■ **Tasks to perform**:
• a. In the cybersecurity trends article, copy everything from "Kingston, Wash. –" down to "deter threat actors.", swapping "dizzying" for "hectic".
• b. Extend the article on the dark side of digital transformation, picking up right after its last sentence.

### Document extract ###

The dark side of digital transformation, and leading-edge cybersecurity solutions

Byron V. Acohido

Kingston, Wash. – Jul. 28, 2018

It has been a dizzying summer, in terms of malicious threats morphing and scaling up. But it’s not just the bad guys who’ve been diligently toiling as the weather heats up.

I’m happy to report that tech innovation to improve privacy and security appears to be keeping pace. Having attended the full week of RSA Conference 2018 in San Francisco last April and, as I prepare to head off to Black Hat USA 2018 in Las Vegas, it is clear that there is no shortage of cool new technology available to help detect and deter threat actors.

Closing the gap on threat actors who’ve become accustomed to operating with impunity isn’t as simple as buying the latest, greatest tech solutions, of course. With that in mind, I’ve pulled together this summary of emerging cybersecurity trends — both ominous and encouraging — that I wrote about in the second quarter. Admittedly, these are nuanced shifts; my instincts as an old-school investigative business reporter is to flush out clarifying insights that haven’t yet risen to the fore. My aim is to foster wider understanding for the greater good. That said, here are a few notable takeaways spinning out of Q2 2018:


Accelerated use of cloud services, DevOps, software containers and microservices are giving companies amazing flexibility and scalability. But they’ve also given rise to a vast new attack surface, one that threat actors have only just begun to take advantage of. Welcome to the dark side of digital transformation.

Machine-identity theft. Digital transformation relies heavily on use of virtual instances of computers created and maintained in the Internet cloud, as well as untold millions of instances of software “microservices” and “containers” that come and go.

### Dataset content ###

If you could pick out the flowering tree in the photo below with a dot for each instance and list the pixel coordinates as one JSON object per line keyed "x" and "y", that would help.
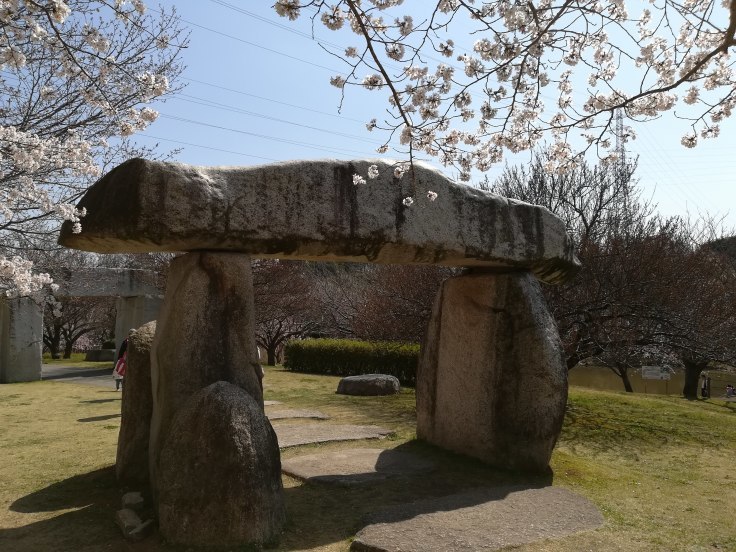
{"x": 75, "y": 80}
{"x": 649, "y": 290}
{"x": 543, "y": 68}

###

■ **Expected answers**:
• a.
Kingston, Wash. – Jul. 28, 2018

It has been a hectic summer, in terms of malicious threats morphing and scaling up. But it’s not just the bad guys who’ve been diligently toiling as the weather heats up.

I’m happy to report that tech innovation to improve privacy and security appears to be keeping pace. Having attended the full week of RSA Conference 2018 in San Francisco last April and, as I prepare to head off to Black Hat USA 2018 in Las Vegas, it is clear that there is no shortage of cool new technology available to help detect and deter threat actors.

• b.
Each one of these virtual “machines” must continually communicate with countless other machines, virtual and otherwise. And as the number of machines has skyrocketed, so has the volume of machine identities. From a criminal’s perspective, each machine represents an opportunity to slip into the mix and take control. And each machine identity represents a key to get in the door. So, no surprise: machine-identity theft has arisen as a lucrative criminal endeavor.

Machine-identity theft, I’m convinced, is destined to increasingly trigger the type of deep breaches digitally-transformed organizations are now experiencing. Case in point: Timehop, a popular social media peripheral service, in early July disclosed how hackers breached their well-defended network, conducted several reconnaissance forays, and then moved swiftly to pilfer personal information for 21 million Timehop users before the company could cut them off. Machine-identity theft had to have come into play in several phases of this meticulously orchestrated cyber attack on a digitally transformed company.

API exposures. Application Programming Interfaces fueled the rise of social media and web apps. And now APIs, which make it possible for software applications to exchange data across the Internet, have emerged as the catalyst of digital transformation. APIs help knit together cloud services, mobile computing and the Internet of Things.

And yet APIs sorely lack anything close to robust security. APIs, in fact, typically are deployed using simple, browser-based parameters that can be trivial to hack. An attacker showed what is possible by burrowing into the API used for its online ordering service, managing to siphon off 37 million customer records. This is a sign of things to come. With so many vulnerable APIs in wide use, and more being pumped out every day, the API attack vector is sure to rise in prominence.

Mobile malware. Digital transformation is all about pushing services out to individual users with their attention riveted to their mobile devices. Cyber criminals know this and continue to steadily intensify mobile platform hacks. One group of threat actors recently sneaked a variant of the BankBot banking Trojan into Google’s official Play Store, tucked away inside apps for services ranging from online shopping to live stock-market monitoring.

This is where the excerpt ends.